### Source document ###

A mechanically stabilized receptor-ligand flex-bond important in the vasculature

Haemostasis in the arteriolar circulation mediated by von Willebrand factor (VWF) binding to platelets is an example of an adhesive interaction that must withstand strong hydrodynamic forces acting on cells. VWF is a concatenated, multifunctional protein that has binding sites for platelets as well as subendothelial collagen(1,2). Binding of the A1 domain in VWF to the glycoprotein Ib alpha subunit (GPIb alpha) on the surface of platelets mediates crosslinking of platelets to one another and the formation of a platelet plug for arterioles(3,4). The importance of VWF is illustrated by its mutation in von Willebrand disease, a bleeding diathesis(1). Here, we describe a novel mechanochemical specialization of the A1-GPIb alpha bond for force-resistance. We have developed a method that enables, for the first time, repeated measurements of the binding and unbinding of a receptor and ligand in a single molecule (ReaLiSM). We demonstrate two states of the receptor-ligand bond, that is, a flex-bond. One state is seen at low force; a second state begins to engage at 10 pN with a similar to 20-fold longer lifetime and greater force resistance. The lifetimes of the two states, how force exponentiates lifetime, and the kinetics of switching between the two states are all measured. For the first time, single-molecule measurements on this system are in agreement with bulk phase measurements. The results have important implications not only for how platelets bound to VWF are able to resist force to plug arterioles, but also how increased flow activates platelet plug formation.

### Records provided ###

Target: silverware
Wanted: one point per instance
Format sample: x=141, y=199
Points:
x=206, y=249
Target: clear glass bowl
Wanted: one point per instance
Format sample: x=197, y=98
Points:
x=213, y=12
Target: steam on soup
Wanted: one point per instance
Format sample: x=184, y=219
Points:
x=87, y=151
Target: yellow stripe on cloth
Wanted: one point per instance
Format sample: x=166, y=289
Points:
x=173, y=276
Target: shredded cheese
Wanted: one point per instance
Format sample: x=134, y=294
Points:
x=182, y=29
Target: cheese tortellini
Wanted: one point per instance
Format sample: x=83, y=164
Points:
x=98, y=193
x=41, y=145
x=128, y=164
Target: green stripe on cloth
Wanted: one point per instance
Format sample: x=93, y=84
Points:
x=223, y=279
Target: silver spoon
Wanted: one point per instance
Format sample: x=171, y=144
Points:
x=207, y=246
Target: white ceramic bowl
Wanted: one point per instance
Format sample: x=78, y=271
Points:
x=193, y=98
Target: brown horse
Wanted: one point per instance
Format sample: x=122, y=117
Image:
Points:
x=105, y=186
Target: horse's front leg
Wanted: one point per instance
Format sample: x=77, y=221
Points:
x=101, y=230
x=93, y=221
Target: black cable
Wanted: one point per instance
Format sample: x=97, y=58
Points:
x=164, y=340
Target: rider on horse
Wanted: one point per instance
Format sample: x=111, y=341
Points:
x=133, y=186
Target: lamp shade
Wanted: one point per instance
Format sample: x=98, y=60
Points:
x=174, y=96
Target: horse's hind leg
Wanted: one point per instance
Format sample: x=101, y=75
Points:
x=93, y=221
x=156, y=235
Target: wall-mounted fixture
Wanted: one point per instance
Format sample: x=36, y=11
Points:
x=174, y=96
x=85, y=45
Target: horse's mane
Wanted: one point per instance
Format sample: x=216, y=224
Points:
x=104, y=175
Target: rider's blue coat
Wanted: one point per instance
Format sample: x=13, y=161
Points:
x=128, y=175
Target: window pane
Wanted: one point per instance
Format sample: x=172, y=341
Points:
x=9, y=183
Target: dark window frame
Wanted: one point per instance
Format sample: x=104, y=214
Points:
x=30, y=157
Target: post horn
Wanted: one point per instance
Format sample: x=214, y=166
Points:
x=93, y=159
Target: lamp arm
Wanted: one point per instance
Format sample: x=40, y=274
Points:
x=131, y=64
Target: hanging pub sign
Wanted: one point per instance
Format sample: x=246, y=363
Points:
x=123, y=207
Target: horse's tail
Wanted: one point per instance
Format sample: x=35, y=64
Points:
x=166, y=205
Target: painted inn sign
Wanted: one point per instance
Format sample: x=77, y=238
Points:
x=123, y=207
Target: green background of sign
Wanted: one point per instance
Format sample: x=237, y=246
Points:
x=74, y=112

###

▸ Problem to solve
Please answer these questions from the flex-bond abstract:
1. On platelets, what does the A1 domain in VWF bind to?
2. Which disease illustrates the importance of VWF?
3. At what force does the second state of the bond begin to engage?
The records play no part in what comes next.

▸ Result
1. The glycoprotein Ib alpha subunit (GPIb alpha) on the platelet surface.
2. Von Willebrand disease, a bleeding diathesis.
3. 10 pN.